TEXT:
Divorce law has a rich tradition of its own separate from partnership 
and corporate law and that the merging of the two would be a 
legislative and judicial nightmare, practically speaking, assuming you 
wanted to keep either.  JUST the taxation and inheritance issues are 
volumes and volumes different.  Why make, for instance, married people 
choose between distributing or retaining profits or annually filing 
separate and corporate tax returns.  Alternatively, would it be 
appropriate for corporations to pay taxes like a married couple, I'm 
sure that would be a tremendous benefit for them.  Have you thought 
this through?  Is there an official Libertarian Party suggestion on 
this matter?  Which tax law would apply to these hybrid 
corporation-marriages?

I say throw the baby out with the bath-water, but if you insist on 
keeping the baby, I'm insisting on keeping the bath-water.  Get rid of 
the corporate law and taxation and social security and you no longer 
have the felt need to legitimize homosexual marriages with official 
government badges and gold stars.

> Secondly, I don't see the need to get tricky looking at liability
> limiting constructs. Liability limitation is another benefit that
> government gives you for the right to incorporate. Don't incorporate,
> partner up. Take responsibility for your actions.

There are LLP's.  Marriages are, in many ways, like LLP's, in other 
ways like LLC's, in other ways like sole proprietorships, in some ways 
like a slavery arrangement sometimes.  The absurd example given before 
by someone else isn't so absurd.  The paperwork that would have to be 
created (and therefore understood to be something other than fraud) by 
the various parties would be so extensive as to make a marriage a near 
impossibility.  If someone could understand the paperwork involved, 
they probably simply wouldn't do it.

RECORDS SHOWN:
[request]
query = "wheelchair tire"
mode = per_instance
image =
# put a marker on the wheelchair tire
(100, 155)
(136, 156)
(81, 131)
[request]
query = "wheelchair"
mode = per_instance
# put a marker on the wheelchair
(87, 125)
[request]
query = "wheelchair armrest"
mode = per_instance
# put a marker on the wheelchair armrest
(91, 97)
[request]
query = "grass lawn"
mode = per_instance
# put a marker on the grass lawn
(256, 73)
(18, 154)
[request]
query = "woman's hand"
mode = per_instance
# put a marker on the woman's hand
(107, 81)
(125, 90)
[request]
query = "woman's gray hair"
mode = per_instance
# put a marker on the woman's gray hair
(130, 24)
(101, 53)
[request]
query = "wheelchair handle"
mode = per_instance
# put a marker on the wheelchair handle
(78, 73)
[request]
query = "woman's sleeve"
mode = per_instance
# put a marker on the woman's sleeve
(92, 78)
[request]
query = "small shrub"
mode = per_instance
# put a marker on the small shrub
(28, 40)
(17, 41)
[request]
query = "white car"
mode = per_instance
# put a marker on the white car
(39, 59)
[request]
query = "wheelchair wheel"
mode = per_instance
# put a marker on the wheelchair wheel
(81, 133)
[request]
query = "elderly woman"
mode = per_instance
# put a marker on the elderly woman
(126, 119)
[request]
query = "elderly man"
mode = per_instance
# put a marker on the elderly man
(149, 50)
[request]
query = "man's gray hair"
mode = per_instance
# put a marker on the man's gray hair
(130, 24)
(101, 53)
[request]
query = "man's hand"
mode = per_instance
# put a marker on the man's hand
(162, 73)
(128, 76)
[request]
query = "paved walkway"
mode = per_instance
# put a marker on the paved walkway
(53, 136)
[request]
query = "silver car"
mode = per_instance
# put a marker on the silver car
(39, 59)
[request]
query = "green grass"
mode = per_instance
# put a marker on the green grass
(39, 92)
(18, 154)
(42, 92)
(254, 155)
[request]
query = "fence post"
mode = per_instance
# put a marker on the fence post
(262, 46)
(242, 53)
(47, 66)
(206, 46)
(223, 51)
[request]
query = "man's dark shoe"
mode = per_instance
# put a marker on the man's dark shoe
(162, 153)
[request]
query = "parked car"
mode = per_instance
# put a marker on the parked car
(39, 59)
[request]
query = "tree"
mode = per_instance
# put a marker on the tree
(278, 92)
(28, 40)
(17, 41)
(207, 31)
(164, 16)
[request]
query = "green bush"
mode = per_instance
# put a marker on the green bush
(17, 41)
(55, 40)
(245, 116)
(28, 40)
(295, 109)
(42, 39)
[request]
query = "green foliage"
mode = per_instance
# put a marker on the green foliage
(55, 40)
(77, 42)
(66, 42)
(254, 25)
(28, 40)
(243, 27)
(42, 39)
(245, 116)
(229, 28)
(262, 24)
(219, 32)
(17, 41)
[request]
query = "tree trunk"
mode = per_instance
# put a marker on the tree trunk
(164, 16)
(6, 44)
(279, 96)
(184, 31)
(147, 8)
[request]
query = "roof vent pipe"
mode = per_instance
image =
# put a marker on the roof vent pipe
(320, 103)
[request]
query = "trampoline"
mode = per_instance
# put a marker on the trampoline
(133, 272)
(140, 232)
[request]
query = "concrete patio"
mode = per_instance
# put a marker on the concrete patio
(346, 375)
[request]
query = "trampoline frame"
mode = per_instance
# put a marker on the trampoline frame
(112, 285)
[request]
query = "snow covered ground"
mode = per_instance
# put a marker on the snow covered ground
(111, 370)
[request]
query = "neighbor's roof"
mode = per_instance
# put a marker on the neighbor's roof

WHAT THIS EXERCISE ASKS:
**1)** List the kinds of arrangements that the post on marriage and corporate law compares marriages to.
**2)** In the post on marriage and corporate law, what do the quoted lines advise doing instead of incorporating?
**3)** Please carry on the post on marriage and corporate law from its final sentence.

EXERCISE RESULTS:
**1)**
LLP's
LLC's
sole proprietorships
a slavery arrangement

**2)** Partner up and take responsibility for your actions.

**3)**
Remember that Corporate and Partnership laws are invented for 
potentially adversarial relationships on the assumption that the 
members in the partnership or corporate don't essentially have any 
common interests and will, if given the chance, take whatever advantage 
possible in their arrangement.

In many ways, the assumption in marriage laws are different, but in 
particular the assumption in marriage law is that the parties act 
effectively as a single interest.  Only when things go wrong does the 
adversarial law kick in - and even then the way it kicks in is very 
different.    So again, your official position on whether we should 
throw out the marriage-law stuff or the corporate-law stuff?

Both!!!!

> And I want to thank Harvey for his open mindedness on all this. There
> were a few things beyond Social Security, but they generally all fall
> into the general area of social insurance (medicare/medicaid, etc)
> which I regard as illegitimate government controlled coercive
> monopolies to begin with.

Alongside the federal reserve system, I assume?  The Federal Reserve 
System is the worst illegitimate government controlled coercive 
monopoly next to, of course, the armed forces.  Funny how that works 
out.  The same people control the money and the guns...

> Someone who wants them, IMHO, generally is
> not a pro-freedom person,

Is the official stance of the libertarian party that a 65-year-old 
retiree and disabled veteran who receives their social security and 
veterans disability insurance is not a pro-freedom person.

Boy, I bet that wins you a lot of votes with AARP!  Why not just 
officially align yourself with the Church of Satan and the American 
Nazi Party or something?

>  so I'm not too put out that they are out of
> reach of at least part of the population.

I say the same with regard to the Federal Reserve System.